> Stored entries:
*****

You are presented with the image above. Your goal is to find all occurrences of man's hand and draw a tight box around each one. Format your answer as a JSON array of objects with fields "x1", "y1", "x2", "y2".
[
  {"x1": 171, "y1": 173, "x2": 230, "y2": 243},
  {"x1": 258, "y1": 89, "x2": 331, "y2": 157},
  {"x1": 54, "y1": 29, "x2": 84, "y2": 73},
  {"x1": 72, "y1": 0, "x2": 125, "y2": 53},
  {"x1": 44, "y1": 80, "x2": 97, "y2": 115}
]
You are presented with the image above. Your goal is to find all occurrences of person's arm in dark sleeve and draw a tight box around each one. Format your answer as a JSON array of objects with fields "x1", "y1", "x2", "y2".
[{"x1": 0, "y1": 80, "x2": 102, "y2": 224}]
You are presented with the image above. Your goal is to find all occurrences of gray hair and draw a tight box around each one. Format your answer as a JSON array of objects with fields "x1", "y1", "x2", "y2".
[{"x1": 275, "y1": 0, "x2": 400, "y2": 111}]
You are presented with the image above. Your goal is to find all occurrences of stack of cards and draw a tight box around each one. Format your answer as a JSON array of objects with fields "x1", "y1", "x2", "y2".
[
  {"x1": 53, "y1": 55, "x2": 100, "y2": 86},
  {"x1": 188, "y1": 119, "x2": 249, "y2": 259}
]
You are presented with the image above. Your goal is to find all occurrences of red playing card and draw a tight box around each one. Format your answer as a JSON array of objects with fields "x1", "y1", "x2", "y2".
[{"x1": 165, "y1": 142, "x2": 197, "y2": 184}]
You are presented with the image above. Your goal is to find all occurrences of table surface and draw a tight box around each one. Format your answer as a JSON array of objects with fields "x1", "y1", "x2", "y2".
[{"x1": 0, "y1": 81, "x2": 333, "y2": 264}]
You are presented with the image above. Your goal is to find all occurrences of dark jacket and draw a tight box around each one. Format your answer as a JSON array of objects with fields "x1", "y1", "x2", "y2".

*****

> SET PROBLEM:
Filter the entries above down to the lines that contain the word "dark", copying each such line in full. Case counts.

> RESPONSE TO THE TASK:
You are presented with the image above. Your goal is to find all occurrences of person's arm in dark sleeve and draw a tight box around each one. Format your answer as a JSON array of objects with fields "x1", "y1", "x2", "y2".
You are presented with the image above. Your goal is to find all occurrences of dark jacket and draw a tight box around each one. Format your answer as a JSON array of objects with fields "x1", "y1", "x2", "y2".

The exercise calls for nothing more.